*SUPPLIED RECORDS*.
______________________________
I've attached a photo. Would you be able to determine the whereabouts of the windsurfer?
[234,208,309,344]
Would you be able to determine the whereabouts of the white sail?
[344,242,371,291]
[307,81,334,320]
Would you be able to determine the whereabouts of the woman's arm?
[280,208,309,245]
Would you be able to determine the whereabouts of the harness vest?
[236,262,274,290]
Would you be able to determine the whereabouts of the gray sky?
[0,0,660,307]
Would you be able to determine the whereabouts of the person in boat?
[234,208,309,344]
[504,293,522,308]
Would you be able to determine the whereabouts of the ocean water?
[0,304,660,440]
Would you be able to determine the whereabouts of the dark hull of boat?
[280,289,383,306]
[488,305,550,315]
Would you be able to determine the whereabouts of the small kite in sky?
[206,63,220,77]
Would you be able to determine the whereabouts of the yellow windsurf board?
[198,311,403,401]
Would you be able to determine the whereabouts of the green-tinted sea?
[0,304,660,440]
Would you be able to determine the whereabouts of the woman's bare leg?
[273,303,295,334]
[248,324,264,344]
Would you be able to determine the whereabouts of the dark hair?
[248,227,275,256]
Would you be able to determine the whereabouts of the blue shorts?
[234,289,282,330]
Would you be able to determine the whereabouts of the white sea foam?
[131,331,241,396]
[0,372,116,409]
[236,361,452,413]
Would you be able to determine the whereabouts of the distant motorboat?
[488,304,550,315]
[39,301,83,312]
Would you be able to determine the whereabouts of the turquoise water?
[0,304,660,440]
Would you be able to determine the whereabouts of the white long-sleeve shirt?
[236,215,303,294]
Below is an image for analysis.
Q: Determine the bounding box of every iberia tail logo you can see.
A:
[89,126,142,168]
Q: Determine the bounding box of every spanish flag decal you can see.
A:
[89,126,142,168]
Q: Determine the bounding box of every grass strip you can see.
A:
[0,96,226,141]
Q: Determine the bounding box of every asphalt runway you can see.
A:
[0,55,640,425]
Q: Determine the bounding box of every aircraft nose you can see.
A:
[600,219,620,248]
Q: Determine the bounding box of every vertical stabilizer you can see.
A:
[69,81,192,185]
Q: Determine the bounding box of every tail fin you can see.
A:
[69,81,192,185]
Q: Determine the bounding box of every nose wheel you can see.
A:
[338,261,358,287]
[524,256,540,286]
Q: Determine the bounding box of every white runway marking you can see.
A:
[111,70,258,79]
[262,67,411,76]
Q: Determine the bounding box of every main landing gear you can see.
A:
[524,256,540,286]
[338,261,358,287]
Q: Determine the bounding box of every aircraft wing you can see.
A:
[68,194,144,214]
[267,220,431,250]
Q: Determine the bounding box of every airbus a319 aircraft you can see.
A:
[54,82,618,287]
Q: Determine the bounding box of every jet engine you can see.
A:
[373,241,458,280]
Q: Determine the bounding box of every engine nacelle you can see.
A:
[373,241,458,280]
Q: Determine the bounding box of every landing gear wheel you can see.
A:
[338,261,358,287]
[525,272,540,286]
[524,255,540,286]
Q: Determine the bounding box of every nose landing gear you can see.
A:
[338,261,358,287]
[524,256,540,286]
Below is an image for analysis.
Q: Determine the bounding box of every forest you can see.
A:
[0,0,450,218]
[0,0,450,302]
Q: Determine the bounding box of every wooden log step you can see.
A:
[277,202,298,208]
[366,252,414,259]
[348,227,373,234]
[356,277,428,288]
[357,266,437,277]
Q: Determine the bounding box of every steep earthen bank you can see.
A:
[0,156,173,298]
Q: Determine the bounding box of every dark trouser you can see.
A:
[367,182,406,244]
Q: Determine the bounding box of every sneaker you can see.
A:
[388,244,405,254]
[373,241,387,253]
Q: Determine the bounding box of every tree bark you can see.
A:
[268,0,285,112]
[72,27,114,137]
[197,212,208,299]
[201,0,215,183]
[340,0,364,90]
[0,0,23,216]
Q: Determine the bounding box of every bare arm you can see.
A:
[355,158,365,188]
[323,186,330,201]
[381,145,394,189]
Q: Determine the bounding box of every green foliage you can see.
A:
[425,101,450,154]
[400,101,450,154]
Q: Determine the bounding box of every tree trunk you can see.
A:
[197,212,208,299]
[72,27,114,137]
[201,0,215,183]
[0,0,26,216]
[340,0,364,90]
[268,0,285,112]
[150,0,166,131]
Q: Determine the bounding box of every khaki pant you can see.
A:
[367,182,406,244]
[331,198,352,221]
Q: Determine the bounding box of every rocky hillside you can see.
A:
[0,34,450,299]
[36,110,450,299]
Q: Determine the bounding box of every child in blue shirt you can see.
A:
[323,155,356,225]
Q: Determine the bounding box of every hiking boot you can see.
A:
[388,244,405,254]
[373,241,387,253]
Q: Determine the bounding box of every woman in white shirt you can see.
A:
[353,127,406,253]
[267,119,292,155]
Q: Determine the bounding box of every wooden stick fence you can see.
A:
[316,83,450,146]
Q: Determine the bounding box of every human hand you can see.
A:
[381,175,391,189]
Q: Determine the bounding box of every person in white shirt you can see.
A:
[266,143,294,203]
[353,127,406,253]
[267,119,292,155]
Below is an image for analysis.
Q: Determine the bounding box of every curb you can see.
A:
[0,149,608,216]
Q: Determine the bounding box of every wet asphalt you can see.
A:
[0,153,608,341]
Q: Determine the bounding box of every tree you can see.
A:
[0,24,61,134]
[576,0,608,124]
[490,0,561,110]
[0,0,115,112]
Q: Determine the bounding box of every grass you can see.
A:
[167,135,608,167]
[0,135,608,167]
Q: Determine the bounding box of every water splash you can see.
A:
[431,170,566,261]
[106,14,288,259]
______________________________
*GIVEN PROBLEM*. Return every one of the records above line for line, with nothing changed, added, or left out.

*REPLY*.
I've attached a photo. Would you be able to determine the whereabouts of the windsurfer?
[234,208,309,344]
Would you be able to determine the whereabouts of the white sail?
[344,242,371,291]
[307,81,334,320]
Would you be able to determine the whereabouts of the woman's arm?
[280,208,309,245]
Would you be able to determine the whereabouts of the harness vest?
[236,262,274,290]
Would you be able to determine the whereabouts of the gray sky?
[0,0,660,307]
Would you be able to determine the whereabouts of the person in boat?
[234,208,309,344]
[504,293,522,308]
Would you be able to determine the whereabouts of the ocean water?
[0,304,660,440]
Would you be able to determine the whereabouts of the dark hull of boat?
[280,289,383,306]
[488,305,550,315]
Would you be able to determine the whereabouts of the small kite in sky?
[206,63,220,77]
Would you be able to determine the whereabouts of the yellow windsurf board?
[198,311,403,401]
Would you be able to determine the whereabouts of the green-tinted sea?
[0,304,660,440]
Would you be able to determine the whereabouts of the woman's bare leg?
[273,303,295,334]
[248,324,264,344]
Would you be able to determine the whereabouts of the dark hair?
[248,227,275,256]
Would you be able to determine the whereabouts of the blue shorts?
[234,289,282,330]
Would you be able to determine the whereabouts of the white sea foam?
[131,331,241,396]
[0,372,116,409]
[236,361,452,413]
Would you be able to determine the whereabouts of the distant motorboat?
[488,304,550,315]
[39,301,83,312]
Would you be able to determine the whereabouts of the turquoise water?
[0,304,660,440]
Would you be able to determine the whereabouts of the white long-sleeve shirt?
[236,215,303,294]
Below is an image for analysis.
Q: Determine the bounding box of every iberia tail logo you can see.
A:
[89,126,142,168]
Q: Determine the bounding box of every spanish flag decal you can see.
A:
[89,126,142,168]
Q: Determine the bounding box of every grass strip you can see.
A:
[0,96,226,141]
Q: Determine the bounding box of every asphalt runway you can see.
A:
[0,55,640,425]
Q: Determine the bounding box of every aircraft nose you can see.
A:
[600,219,620,248]
Q: Determine the bounding box of every vertical stabilizer you can see.
A:
[69,81,192,185]
Q: Determine the bounding box of every tail fin you can see.
A:
[69,81,192,185]
Q: Determine the bounding box of every nose wheel you can see.
A:
[338,261,358,287]
[524,256,540,286]
Q: Determine the bounding box of every white runway marking you can see.
A:
[111,70,258,79]
[262,67,411,76]
Q: Determine the bounding box of every main landing gear you can see.
A:
[524,256,540,286]
[338,261,358,287]
Q: Determine the bounding box of every aircraft wing you can see.
A:
[68,194,144,214]
[267,220,431,250]
Q: Determine the bounding box of every airbus a319 aircraft you can see.
A:
[54,82,618,287]
Q: Determine the bounding box of every jet engine you can see.
A:
[373,241,458,280]
Q: Determine the bounding box of every engine nacelle you can see.
A:
[373,241,458,280]
Q: Determine the bounding box of every landing gear wheel you can see.
A:
[338,261,358,287]
[525,272,540,286]
[524,255,540,286]
Q: Determine the bounding box of every nose landing gear you can see.
A:
[338,261,358,287]
[524,256,540,286]
Below is an image for analysis.
Q: Determine the bounding box of every forest you can see.
A:
[0,0,450,218]
[0,0,450,302]
Q: Determine the bounding box of every wooden log step you can see.
A:
[277,202,298,208]
[366,252,414,259]
[348,227,373,234]
[356,277,428,288]
[357,266,437,277]
Q: Determine the bounding box of every steep earthen bank you can see.
A:
[0,156,173,298]
Q: Determine the bounding box of every dark trouser you can see.
A:
[367,182,406,244]
Q: Determine the bounding box of every sneaker you can see.
A:
[388,244,405,254]
[373,241,387,253]
Q: Determine the bounding box of every tree bark you can see.
A:
[268,0,285,112]
[72,27,114,137]
[197,212,208,299]
[201,0,215,183]
[340,0,364,90]
[0,0,23,216]
Q: Determine the bounding box of every bare arm you can see.
A:
[355,158,365,188]
[323,186,330,201]
[381,145,394,189]
Q: Determine the bounding box of every green foliage you can see.
A:
[425,101,450,154]
[400,101,450,154]
Q: Determine the bounding box of every tree trunk you can see.
A:
[197,212,208,299]
[72,27,114,137]
[201,0,215,183]
[0,0,26,216]
[340,0,364,90]
[268,0,285,112]
[150,0,166,131]
Q: Determine the bounding box of every khaki pant you can see.
A:
[367,182,406,244]
[331,198,352,221]
Q: Determine the bounding box of every rocky hillside you can see.
A:
[0,34,450,299]
[36,110,450,299]
Q: Determine the bounding box of every child in blue shirt you can see.
A:
[323,155,356,225]
Q: Determine the bounding box of every hiking boot you can see.
A:
[388,244,405,254]
[373,241,387,253]
Q: Determine the bounding box of every woman in white shirt you can see.
A:
[353,127,406,253]
[267,119,292,155]
Q: Determine the bounding box of every wooden stick fence you can see.
A:
[316,83,450,146]
Q: Determine the bounding box of every human hand you can see.
A:
[381,175,391,189]
Q: Determine the bounding box of every person in white shirt you can see.
A:
[266,143,294,203]
[353,127,406,253]
[267,119,292,155]
Below is an image for analysis.
Q: Determine the bounding box of every curb you can see.
A:
[0,149,608,216]
Q: Determine the bounding box of every wet asphalt you can see.
A:
[0,153,608,341]
Q: Determine the bounding box of every tree you can see.
A:
[0,24,61,134]
[576,0,608,124]
[490,0,561,110]
[0,0,115,112]
Q: Determine the bounding box of every grass you can see.
A:
[167,135,608,167]
[0,135,608,167]
Q: Determine the bounding box of every water splash you can see.
A:
[431,170,566,261]
[106,14,288,259]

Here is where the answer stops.